### EXCERPT PROVIDED

= = = = =

Uses typed counterfactual vectors for type-stable, zero-allocation performance.

Fields

  • compiled: Base compiled formula evaluator
  • vars: Variables available for contrast computation
  • data_counterfactual: Counterfactual data structure for variable substitution
  • counterfactuals: Tuple of typed CounterfactualVector{T} subtypes for each variable
  • y_from_buf: Pre-allocated buffer for "from" level evaluation
  • y_to_buf: Pre-allocated buffer for "to" level evaluation
  • row: Current row being processed

Performance

  • Zero allocations after construction for all contrast operations
  • Type stability via typed counterfactual vectors
  • Buffer reuse across multiple contrasts and rows
  • Type specialization for compiled formula operations

Usage

# One-time setup
evaluator = contrastevaluator(compiled, data, [:treatment, :education])
contrast_buf = Vector{Float64}(undef, length(compiled))

# Fast repeated contrasts (zero allocations)
for row in 1:n_rows
    contrast_modelrow!(contrast_buf, evaluator, row, :treatment, "Control", "Drug")
    # Process contrast_buf...
end
source
FormulaCompiler.contrastevaluatorFunction
contrastevaluator(compiled, data, vars) -> ContrastEvaluator

Construct a ContrastEvaluator for efficient categorical and binary contrast computation.

Pre-allocates all necessary buffers and pre-computes categorical level mappings to eliminate allocations during contrast evaluation.

Arguments

  • compiled: Result from compile_formula(model, data)
  • data: Column-table data as NamedTuple
  • vars: Vector of variable symbols available for contrasts

Returns

ContrastEvaluator configured for zero-allocation contrast computation.

= = = = =

### DATA LISTING
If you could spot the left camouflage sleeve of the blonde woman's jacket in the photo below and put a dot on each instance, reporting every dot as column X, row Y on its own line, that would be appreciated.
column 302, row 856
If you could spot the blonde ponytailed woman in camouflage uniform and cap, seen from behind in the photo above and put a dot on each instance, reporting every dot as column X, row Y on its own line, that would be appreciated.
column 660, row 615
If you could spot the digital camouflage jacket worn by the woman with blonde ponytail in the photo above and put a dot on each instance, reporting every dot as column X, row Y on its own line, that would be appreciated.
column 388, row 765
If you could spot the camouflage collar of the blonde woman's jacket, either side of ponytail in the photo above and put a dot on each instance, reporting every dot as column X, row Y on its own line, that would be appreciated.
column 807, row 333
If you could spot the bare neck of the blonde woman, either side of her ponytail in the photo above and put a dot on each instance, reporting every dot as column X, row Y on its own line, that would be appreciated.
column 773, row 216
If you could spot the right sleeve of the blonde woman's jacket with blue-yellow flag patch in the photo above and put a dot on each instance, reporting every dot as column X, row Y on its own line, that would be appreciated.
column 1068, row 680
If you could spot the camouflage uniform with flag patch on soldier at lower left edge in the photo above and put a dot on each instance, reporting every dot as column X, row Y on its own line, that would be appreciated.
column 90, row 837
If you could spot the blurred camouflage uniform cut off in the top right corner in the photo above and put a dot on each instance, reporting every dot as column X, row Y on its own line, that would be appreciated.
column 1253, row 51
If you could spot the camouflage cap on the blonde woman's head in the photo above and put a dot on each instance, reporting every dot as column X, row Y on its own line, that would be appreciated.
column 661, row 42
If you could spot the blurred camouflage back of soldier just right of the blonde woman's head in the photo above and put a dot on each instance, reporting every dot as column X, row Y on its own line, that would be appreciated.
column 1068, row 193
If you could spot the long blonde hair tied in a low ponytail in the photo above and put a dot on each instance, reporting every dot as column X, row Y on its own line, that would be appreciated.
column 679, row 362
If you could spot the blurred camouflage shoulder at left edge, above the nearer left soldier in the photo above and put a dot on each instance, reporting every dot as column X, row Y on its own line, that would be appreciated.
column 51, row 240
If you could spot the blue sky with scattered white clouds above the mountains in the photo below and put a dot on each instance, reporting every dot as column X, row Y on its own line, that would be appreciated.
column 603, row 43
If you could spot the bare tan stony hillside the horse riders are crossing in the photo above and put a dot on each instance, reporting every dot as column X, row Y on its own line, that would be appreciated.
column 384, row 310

= = = = =

### WORK INSTRUCTIONS
Translate this sentence from the contrast evaluator documentation into Spanish: "Construct a ContrastEvaluator for efficient categorical and binary contrast computation."

### ANSWER TO THIS TASK
Construye un ContrastEvaluator para el cálculo eficiente de contrastes categóricos y binarios.